TASK TO CARRY OUT: Exact copies of the line with "Where can you see the windshield" and of all lines after it through the end of the entries are required, and no other lines.

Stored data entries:
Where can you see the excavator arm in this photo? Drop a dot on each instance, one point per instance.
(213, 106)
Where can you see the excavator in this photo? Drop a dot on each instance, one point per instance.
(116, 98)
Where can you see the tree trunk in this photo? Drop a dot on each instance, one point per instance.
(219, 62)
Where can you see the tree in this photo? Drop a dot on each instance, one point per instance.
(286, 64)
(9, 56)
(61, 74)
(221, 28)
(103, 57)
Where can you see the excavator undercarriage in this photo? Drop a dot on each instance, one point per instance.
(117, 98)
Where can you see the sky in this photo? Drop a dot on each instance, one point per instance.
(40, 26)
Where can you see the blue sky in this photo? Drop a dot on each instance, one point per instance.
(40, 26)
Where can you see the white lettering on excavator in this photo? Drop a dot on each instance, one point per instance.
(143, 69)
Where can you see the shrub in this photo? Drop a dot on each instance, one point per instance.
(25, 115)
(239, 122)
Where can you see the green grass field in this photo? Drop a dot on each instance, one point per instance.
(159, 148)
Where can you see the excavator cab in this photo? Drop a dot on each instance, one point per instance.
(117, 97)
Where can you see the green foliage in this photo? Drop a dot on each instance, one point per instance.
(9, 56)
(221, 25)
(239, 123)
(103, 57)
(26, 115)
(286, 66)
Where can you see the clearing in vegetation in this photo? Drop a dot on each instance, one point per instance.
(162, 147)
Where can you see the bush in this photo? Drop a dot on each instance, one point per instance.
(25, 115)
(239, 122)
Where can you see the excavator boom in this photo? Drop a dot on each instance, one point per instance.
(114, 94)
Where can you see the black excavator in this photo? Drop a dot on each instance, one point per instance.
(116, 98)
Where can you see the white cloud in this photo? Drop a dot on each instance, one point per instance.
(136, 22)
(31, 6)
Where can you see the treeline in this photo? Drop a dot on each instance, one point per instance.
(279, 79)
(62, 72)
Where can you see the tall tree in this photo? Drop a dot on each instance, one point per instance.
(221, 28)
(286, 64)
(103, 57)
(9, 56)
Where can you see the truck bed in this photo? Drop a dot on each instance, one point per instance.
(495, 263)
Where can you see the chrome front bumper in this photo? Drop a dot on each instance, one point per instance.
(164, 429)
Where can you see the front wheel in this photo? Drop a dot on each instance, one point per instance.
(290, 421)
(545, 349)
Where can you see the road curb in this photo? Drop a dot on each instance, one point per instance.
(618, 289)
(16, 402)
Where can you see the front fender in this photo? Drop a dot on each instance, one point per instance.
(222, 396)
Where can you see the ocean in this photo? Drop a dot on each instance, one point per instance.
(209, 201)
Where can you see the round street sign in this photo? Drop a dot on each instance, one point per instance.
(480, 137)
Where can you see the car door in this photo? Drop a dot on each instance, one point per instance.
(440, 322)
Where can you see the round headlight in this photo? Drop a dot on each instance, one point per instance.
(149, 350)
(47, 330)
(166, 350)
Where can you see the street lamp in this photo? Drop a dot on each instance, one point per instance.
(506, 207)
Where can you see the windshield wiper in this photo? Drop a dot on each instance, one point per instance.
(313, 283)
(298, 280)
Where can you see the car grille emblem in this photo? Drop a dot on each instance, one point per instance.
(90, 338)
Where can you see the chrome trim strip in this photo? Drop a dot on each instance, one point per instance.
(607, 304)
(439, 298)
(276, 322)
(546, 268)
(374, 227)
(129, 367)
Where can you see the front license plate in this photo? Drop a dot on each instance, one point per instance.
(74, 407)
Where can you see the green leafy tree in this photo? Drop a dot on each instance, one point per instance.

ANSWER FOR THE TASK:
Where can you see the windshield wiper in this photo? Drop a dot on each instance, one point per instance.
(313, 283)
(298, 280)
Where can you see the car grille emblem in this photo? Drop a dot on each instance, one point per instance.
(90, 338)
Where can you see the chrome trim strip in this photo? Drop a dot on each instance, one point per instance.
(607, 304)
(439, 298)
(276, 322)
(546, 268)
(374, 227)
(129, 367)
Where can you see the front license plate in this photo? Drop a dot on each instance, one point per instance.
(74, 407)
Where can you see the green leafy tree in this photo? Drop a dot on each instance, one point per instance.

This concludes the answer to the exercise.